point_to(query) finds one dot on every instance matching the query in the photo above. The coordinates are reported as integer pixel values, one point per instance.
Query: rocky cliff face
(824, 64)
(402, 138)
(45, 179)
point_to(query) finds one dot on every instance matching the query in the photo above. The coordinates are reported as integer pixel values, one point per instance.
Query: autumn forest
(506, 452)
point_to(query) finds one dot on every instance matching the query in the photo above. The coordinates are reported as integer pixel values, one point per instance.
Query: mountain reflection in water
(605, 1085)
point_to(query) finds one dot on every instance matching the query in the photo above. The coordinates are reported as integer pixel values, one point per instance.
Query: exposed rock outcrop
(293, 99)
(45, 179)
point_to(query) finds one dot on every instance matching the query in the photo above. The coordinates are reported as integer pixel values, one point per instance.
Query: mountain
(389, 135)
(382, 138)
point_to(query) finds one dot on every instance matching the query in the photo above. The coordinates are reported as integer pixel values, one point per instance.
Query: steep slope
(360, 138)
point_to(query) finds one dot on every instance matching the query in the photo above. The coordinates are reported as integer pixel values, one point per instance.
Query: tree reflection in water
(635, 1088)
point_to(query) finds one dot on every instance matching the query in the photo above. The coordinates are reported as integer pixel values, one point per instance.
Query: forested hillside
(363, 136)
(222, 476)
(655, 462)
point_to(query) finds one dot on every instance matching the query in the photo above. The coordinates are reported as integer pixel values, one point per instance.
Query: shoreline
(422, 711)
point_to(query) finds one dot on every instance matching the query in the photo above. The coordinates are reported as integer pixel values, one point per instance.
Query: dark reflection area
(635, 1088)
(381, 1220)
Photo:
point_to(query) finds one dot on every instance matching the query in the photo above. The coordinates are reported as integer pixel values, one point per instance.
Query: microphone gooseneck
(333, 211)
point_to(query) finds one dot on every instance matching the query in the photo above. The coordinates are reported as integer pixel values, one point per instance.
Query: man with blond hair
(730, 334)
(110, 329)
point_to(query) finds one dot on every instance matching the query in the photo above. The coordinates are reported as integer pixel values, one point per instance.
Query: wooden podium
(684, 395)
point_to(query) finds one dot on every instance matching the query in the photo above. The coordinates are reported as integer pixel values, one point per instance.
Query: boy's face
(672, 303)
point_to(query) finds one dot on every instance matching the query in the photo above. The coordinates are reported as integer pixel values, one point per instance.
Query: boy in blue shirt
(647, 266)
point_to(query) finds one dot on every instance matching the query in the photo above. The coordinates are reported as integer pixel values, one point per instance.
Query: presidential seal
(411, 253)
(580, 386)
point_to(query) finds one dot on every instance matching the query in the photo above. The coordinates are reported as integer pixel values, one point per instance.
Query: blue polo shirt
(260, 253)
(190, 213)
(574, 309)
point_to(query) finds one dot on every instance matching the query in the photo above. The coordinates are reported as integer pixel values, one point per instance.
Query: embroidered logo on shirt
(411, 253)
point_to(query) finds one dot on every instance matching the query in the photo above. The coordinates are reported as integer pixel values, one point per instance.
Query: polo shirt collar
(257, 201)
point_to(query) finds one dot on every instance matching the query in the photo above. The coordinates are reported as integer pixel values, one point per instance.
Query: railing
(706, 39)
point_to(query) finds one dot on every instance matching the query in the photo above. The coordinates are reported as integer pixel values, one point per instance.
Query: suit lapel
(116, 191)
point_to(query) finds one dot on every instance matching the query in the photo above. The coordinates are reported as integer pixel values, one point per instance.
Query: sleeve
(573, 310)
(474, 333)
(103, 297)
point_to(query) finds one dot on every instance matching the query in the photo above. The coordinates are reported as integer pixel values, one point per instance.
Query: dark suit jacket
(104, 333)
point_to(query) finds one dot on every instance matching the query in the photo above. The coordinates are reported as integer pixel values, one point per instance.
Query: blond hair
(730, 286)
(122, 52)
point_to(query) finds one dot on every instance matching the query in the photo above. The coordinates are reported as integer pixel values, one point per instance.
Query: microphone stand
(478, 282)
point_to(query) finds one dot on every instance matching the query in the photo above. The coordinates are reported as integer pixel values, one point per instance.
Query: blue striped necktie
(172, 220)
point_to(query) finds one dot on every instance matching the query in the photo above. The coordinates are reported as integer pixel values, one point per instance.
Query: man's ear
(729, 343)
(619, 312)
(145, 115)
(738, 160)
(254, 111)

◆ Problem
Retype the records exactly.

◆ Output for this task
point_to(query) finds one dot on every instance matching the query in the photo above. The coordinates are reported as integer pixel values, one point per instance.
Query: rocky cliff face
(824, 64)
(402, 138)
(45, 179)
point_to(query) finds one dot on every instance matching the query in the photo above. The coordinates are reported as integer pixel values, one point per instance.
Query: autumn forest
(506, 452)
point_to(query) finds one dot on every instance matching the query in the photo above. The coordinates are reported as integer pixel values, one point per instance.
Query: mountain reflection in water
(605, 1085)
point_to(query) finds one dot on every instance matching the query in the photo above. The coordinates are reported as integer pixel values, one point per instance.
Query: exposed rock outcrop
(293, 99)
(45, 179)
point_to(query) finds one dot on every instance matching the query in the photo above. The coordinates are reported as integer pixel values, one point per instance.
Query: mountain
(389, 135)
(382, 138)
point_to(query) finds one dot on every instance matching the query in the photo above. The coordinates are reported as integer pixel values, one point per instance.
Query: steep slope
(360, 138)
point_to(query) finds one dot on every instance matching the query in the photo above. The coordinates are reported as integer pixel values, one point per instance.
Query: tree reflection in water
(635, 1088)
point_to(query) finds one dot on every instance matching the query in the photo above. The coordinates are reported as integer pixel values, one point per instance.
Query: forested hillside
(363, 136)
(222, 476)
(655, 462)
point_to(query) finds one dot on every instance matching the query in the photo above. The coordinates are reported as integer pixel values, one point per instance.
Query: shoreline
(422, 711)
point_to(query) finds one dot on every instance matching the query in the photo above. The coordinates are reported as integer pixel values, one point per instance.
Query: dark reflection area
(635, 1088)
(381, 1220)
Photo:
point_to(query) finds one dot on every instance matching the query in the photo above. The coordinates are reported as integer pixel values, one point per instance.
Query: microphone gooseneck
(333, 211)
point_to(query) finds one dot on every instance matching the query in the photo above. The coordinates are reported as integer pixel values, one point per instance.
Query: man with blond hair
(730, 334)
(110, 329)
point_to(query) finds one dot on every instance matching the query in the photo above. The coordinates are reported as integer pixel values, one point per instance.
Query: wooden podium
(684, 395)
point_to(query) finds one dot on every instance matching the query in the photo above. The coordinates are reported as integer pixel values, one point per instance.
Query: boy's face
(672, 303)
point_to(query) finds one dot on every instance matching the query in the photo above. The coordinates are reported as integer pixel values, one point per instance.
Query: boy in blue shirt
(647, 266)
point_to(query) finds one dot on every instance matching the query in the photo above. The coordinates are reported as integer pixel values, one point per instance.
Query: presidential seal
(411, 253)
(580, 386)
point_to(query) finds one dot on every instance matching the query in the photo above. The coordinates are reported as integer pixel values, one point per instance.
Query: blue polo shirt
(260, 253)
(190, 213)
(574, 309)
point_to(query) finds one dot on every instance matching the query in the photo above. The coordinates are reported as integer pixel values, one point per instance.
Query: embroidered logo on shirt
(411, 253)
point_to(query) finds one dot on every instance matching the query in the photo above. The coordinates are reported as integer pixel values, one point per instance.
Query: polo shirt collar
(257, 201)
point_to(query) finds one dot on every instance matching the query in the photo above. The coordinates are reported as integer pixel values, one point per instance.
Query: railing
(706, 39)
point_to(query) finds one dot on every instance matching the query in the photo above. The coordinates are reported as integer pixel values, one point per instance.
Query: suit lapel
(116, 191)
point_to(query) finds one dot on every instance matching the query in the photo above. The coordinates are reported as integer pixel values, one point per instance.
Query: sleeve
(573, 310)
(474, 333)
(103, 297)
point_to(query) finds one dot on every instance matching the query in the photo above. The coordinates are reported as integer pixel values, one point per instance.
Query: dark suit jacket
(104, 333)
point_to(query) finds one dot on every instance matching the query in the photo above. The coordinates are reported as integer pixel values, one point per instance.
Query: blond hair
(730, 286)
(122, 52)
point_to(query) finds one dot on every instance matching the query in the photo above. The coordinates are reported as integer pixel values, one point per instance.
Query: microphone stand
(478, 282)
point_to(query) finds one dot on every instance matching the query in the photo above. The coordinates are reported as integer pixel values, one point per instance.
Query: blue striped necktie
(172, 220)
point_to(query) finds one dot on every instance matching the query in the photo above. The coordinates are reported as integer pixel values, one point per instance.
Query: man's ear
(729, 343)
(619, 312)
(145, 115)
(738, 160)
(254, 111)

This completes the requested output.